┌────────
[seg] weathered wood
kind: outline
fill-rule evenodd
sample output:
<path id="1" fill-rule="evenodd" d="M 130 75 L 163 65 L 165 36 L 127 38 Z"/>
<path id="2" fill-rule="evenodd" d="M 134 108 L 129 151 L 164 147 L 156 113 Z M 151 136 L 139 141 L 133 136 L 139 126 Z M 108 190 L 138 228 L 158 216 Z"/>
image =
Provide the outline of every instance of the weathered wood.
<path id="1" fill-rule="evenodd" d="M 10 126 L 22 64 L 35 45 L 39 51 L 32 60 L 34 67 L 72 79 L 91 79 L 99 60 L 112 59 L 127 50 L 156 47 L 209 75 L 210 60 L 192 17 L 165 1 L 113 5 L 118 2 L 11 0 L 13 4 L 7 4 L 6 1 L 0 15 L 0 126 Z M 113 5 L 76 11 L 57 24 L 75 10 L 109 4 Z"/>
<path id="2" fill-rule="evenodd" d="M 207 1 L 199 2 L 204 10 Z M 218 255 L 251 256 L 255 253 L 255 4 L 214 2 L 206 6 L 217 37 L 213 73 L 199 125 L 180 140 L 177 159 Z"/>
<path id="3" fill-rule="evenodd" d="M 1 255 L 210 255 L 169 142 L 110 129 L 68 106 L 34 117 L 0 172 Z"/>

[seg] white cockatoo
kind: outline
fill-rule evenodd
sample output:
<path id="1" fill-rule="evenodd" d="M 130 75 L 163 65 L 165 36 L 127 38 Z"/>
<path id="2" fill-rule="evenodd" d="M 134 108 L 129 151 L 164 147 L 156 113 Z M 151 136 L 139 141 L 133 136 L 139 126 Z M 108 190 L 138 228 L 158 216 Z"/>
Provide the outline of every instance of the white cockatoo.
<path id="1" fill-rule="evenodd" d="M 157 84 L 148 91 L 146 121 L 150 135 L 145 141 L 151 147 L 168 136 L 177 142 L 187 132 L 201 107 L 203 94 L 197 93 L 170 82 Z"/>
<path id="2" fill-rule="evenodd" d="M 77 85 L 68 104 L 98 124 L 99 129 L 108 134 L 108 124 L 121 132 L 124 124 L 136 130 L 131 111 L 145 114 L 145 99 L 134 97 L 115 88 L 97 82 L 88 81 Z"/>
└────────
» Written task
Reproduce the entries above without any change, from the line with "[seg] white cockatoo" up to and including the line with "Provide the outline of every instance of the white".

» Response to this exercise
[seg] white cockatoo
kind: outline
fill-rule evenodd
sample output:
<path id="1" fill-rule="evenodd" d="M 130 75 L 163 65 L 165 36 L 127 38 Z"/>
<path id="2" fill-rule="evenodd" d="M 134 108 L 129 151 L 164 147 L 156 113 Z M 151 136 L 139 141 L 133 136 L 139 126 Z M 108 190 L 138 228 L 158 216 Z"/>
Provide the outline of every instance of the white cockatoo.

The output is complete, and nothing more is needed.